Work instructions:
1. For the Nissan Sentra forum thread, say whether each statement agrees with it. Answer yes or no for each, and quote the words from the thread that decide it. (a) The 1989-90 SE hatchbacks came with a 3-point adjustable head rest. (b) SEs are easy to buy where 87SENTRASE lives. (c) boost_boy had not yet seen 87SENTRASE's car.
2. Continue the Nissan Sentra forum thread from the point where it stops.

Document excerpt:
Props Shout Outs Mad Love: Sentra Stud & Boost_Boy & My B12, J11, J30, B15 & A33 all stickz all silver 1 too door  and my Boo's big 2001 Paff SE (auto) it's a FEM thing. I have not forgotten about the CD guys, you should see some of the Skyline pictures I have SH#T. Last SE offered a four speaker stereo, GXE offered a 2 in front with (2) 2-ways in the back. 1989-90 SE hatchbacks offered a 3-point adjustable head rest which was nice too! In closing, SE, like GXE also sports a covered storage box (the thing under your right elbow that you put your drinks in E, XE, & GT owners) it has a cover/lid that opens & closes. Though rare and many Nissan dealers will deny there WAS A 1988 B12 Sentra GT!


----------



## 87SENTRASE (May 16, 2002)

*Ess See*

You don't want to meSE with me SE is my life Datsun started the insanity let no man put asunder.  I hate to use the mad face, but, this is SErious! S E 
Did I mention SE's are a fad where I live too. Hard to find and nobody sells them. A man will sooner let a SE rot on the drive way before he sells it to some punk just for the punk to crash it. I got MAD love for punkZ to so do NOT misinterpret it! 
87 SE 
S E
SE 87


----------



## boost_boy (May 25, 2002)

"G-Dog" keep up the good work and thanks for that literature on on the 11 & 12 series and most of the folks on here appreciates it as well. To those of you that haven't seen 87SENTRASE's car please take the time to check it out. It's attention to detail and a love for the sport that makes his vehicle the way it is. It was a treat when I first saw it and I'm sure for those of you that haven't seen it, when you see it, it'll be a treat for you as well.

Listed entries:
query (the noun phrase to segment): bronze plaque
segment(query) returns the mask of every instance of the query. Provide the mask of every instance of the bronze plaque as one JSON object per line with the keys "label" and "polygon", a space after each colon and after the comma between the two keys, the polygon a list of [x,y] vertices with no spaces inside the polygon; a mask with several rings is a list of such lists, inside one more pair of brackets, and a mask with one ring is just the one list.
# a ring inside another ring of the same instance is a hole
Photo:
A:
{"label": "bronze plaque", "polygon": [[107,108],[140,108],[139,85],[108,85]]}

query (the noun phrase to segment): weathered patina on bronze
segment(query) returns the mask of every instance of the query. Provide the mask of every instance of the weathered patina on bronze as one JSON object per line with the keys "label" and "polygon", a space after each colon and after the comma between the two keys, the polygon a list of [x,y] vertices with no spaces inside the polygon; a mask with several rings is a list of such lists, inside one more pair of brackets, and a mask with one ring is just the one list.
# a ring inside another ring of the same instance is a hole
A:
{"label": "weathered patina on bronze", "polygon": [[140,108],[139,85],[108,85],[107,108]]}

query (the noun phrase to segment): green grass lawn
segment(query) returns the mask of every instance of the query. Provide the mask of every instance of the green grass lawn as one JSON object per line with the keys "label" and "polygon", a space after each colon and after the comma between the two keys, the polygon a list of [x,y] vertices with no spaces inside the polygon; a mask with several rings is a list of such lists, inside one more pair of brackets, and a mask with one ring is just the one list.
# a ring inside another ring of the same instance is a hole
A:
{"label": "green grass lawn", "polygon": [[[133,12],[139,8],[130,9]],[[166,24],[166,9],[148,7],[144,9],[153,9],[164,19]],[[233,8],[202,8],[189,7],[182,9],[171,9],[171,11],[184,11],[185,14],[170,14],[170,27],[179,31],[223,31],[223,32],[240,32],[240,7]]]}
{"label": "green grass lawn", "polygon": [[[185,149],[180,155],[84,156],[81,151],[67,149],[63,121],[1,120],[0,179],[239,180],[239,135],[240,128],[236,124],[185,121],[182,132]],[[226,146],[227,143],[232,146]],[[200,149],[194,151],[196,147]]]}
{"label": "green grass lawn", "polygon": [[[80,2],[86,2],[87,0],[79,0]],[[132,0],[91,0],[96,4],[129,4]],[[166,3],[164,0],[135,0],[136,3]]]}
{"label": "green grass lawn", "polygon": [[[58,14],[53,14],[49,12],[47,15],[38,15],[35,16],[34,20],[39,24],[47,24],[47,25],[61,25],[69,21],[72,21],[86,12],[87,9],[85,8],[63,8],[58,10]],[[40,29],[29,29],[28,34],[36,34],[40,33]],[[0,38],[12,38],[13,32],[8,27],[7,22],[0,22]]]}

Task-by-task results:
1.
(a) Yes: "1989-90 SE hatchbacks offered a 3-point adjustable head rest"
(b) No: "Hard to find and nobody sells them"
(c) No: "It was a treat when I first saw it"

2.
----------



## 87SENTRASE (May 16, 2002)

*BOOST & STUD!*

Hey Boost, thank you for the plug. I am grateful for the time you had taken to notice these things. I at this time have collected several pictures, I even included motion video with my Quick Time player. I have one which shows me starting the car (Tach Jump'N), others show the alternate flash parking light turn signal mod using Nissan O.E. relays. The parking lights alternate flash with the turn signals/hazard lights. Looks great. A buddy of mine lives in Austrailia and he plugged me into ALL of his buddies hottest modified Skylines & included a Skyline desktop wallpaper too! A bunch of Z's from 240-300 even hit the dealer to plug some of the new 350 & Spec-V. I cannot wait until you see the over seas B15 it looks more like a 1995-99 Infinity I30. I will mail you and Sentra Stud & the rest waiting on this CD some meat to look at. Your boy, G-Dog.


----------



## boost_boy (May 25, 2002)

You get back what you put out! You put in the work, you're entitled to the praises. But you got to show these skylines and other nissans from the land down under. Hell, hook us all up because we are hungry!!!!!!!!


----------



## 87SENTRASE (May 16, 2002)

*Skyline, spy mine?*

I forgot to add, I even have a DATSUN SKYLINE picture this thing is old as SH!T looks like a 1950 or 60 joint. I told Greg Vogel at Mossy nissan about your car kicking a Honda S2000 and a Subaru WRX Turbo and he is interested in seeing this CD I am cooking up. I only really need a black cartridge, a color cartridge, and some photopaper for the covers. The Album is complete I just have to get my lazy cheap butt up and make it happen. In the mean time though I am collecting more pictures though. I mailed you and three the other guys some sneak pics.


----------



## boost_boy (May 25, 2002)

> I just have to get my lazy cheap butt up and make it happen.


 I feel you in this area. I'm too damn lazy to work on my B12...I guess it's just that time of year.......


----------



## sentrastud (May 3, 2002)

wow man, you sure know that SE!! Im thouroguly impressed! Im thinkin i need to find a wrecked SE and strip of all the stuff that i dotn have... 

Heres a summary of stuff offered on the DLX: 
*Clarion AM/FM deck, 2 clarion speakers up front. 
*Grey cloth seats
*Plastic panels that cover where the SE stuff would have gone
*Parking Brake, fuel, seatbelt, oil, and temp lights on the cluster
*no tach
*3 speed auto, or 5 speed base tranny.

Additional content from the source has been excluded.